[Rows from a dataset]
++++++++++++++++++++

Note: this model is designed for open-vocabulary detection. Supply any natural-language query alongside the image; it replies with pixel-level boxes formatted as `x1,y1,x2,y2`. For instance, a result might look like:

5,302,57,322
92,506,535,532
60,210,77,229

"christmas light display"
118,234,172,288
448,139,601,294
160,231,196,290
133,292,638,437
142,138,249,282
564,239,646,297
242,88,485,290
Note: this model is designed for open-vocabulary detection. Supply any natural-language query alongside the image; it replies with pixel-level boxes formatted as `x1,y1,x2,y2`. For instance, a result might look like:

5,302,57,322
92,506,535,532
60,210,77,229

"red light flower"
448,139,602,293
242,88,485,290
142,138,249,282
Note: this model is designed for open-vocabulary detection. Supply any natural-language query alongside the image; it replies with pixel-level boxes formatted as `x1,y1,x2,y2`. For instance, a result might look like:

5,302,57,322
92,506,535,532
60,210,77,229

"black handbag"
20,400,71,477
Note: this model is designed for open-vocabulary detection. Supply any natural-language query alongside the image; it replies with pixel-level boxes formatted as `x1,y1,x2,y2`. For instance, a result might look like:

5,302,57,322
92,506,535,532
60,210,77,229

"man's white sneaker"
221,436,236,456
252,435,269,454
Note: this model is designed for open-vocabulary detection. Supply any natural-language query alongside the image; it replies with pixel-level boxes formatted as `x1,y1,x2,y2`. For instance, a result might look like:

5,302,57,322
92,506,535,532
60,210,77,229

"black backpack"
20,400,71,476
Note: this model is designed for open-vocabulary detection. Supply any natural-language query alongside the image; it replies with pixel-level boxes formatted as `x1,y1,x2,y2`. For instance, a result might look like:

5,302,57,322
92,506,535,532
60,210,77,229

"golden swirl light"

++++++++++++++++++++

WHAT IS EXPECTED — From the records above, extract everything verbatim.

OUTPUT FOR THIS EXERCISE —
Note: this model is designed for open-vocabulary detection. Supply any natural-language query alongside the image; it replies with pixel-level boxes formatted as `x1,y1,x2,y2`. For instance, a result might look like:

5,302,57,322
92,506,535,532
60,210,77,229

"christmas light display"
118,234,172,288
448,139,601,294
160,231,196,290
133,292,638,437
142,138,249,282
564,239,646,297
242,88,485,290
Note: this model is designed for open-vocabulary detection. Supply any natural-language query alongside the image; it replies with pixel-level boxes formatted as `x1,y1,x2,y2`. For instance, a result might look like:

5,302,57,322
92,506,535,532
60,210,77,229

"red light flower"
448,139,602,293
242,88,485,290
142,138,249,282
Note: this model is designed for open-vocabulary detection. Supply any natural-language query alongside the image; it replies with pixel-level boxes formatted as `x1,y1,x2,y2`. For instance, a result might look like:

5,302,57,322
92,506,535,532
60,210,77,229

"black handbag"
20,400,71,477
Note: this model is designed for open-vocabulary detection. Supply any natural-language query alongside the image; it replies with pixel-level boxes formatted as `x1,y1,x2,y2`. For instance, a result might look like:

5,302,57,322
92,506,535,532
60,210,77,229

"man's white sneaker"
221,436,236,456
252,435,269,454
Note: this model is designed for open-vocabulary detection. Supply any natural-language query alongside the image; it replies with pixel-level boxes formatted as `x1,y1,x2,y2`. For instance, a result might look like:

5,302,57,322
92,506,535,532
60,210,77,229

"black backpack"
20,400,71,476
Note: this model is designed for open-vocabulary detection. Supply any natural-language query alongside the image; it replies with pixel-level boxes formatted as `x1,y1,x2,y2`. For instance, a result might look like:

5,302,57,322
92,506,535,532
60,210,77,229

"golden swirl light"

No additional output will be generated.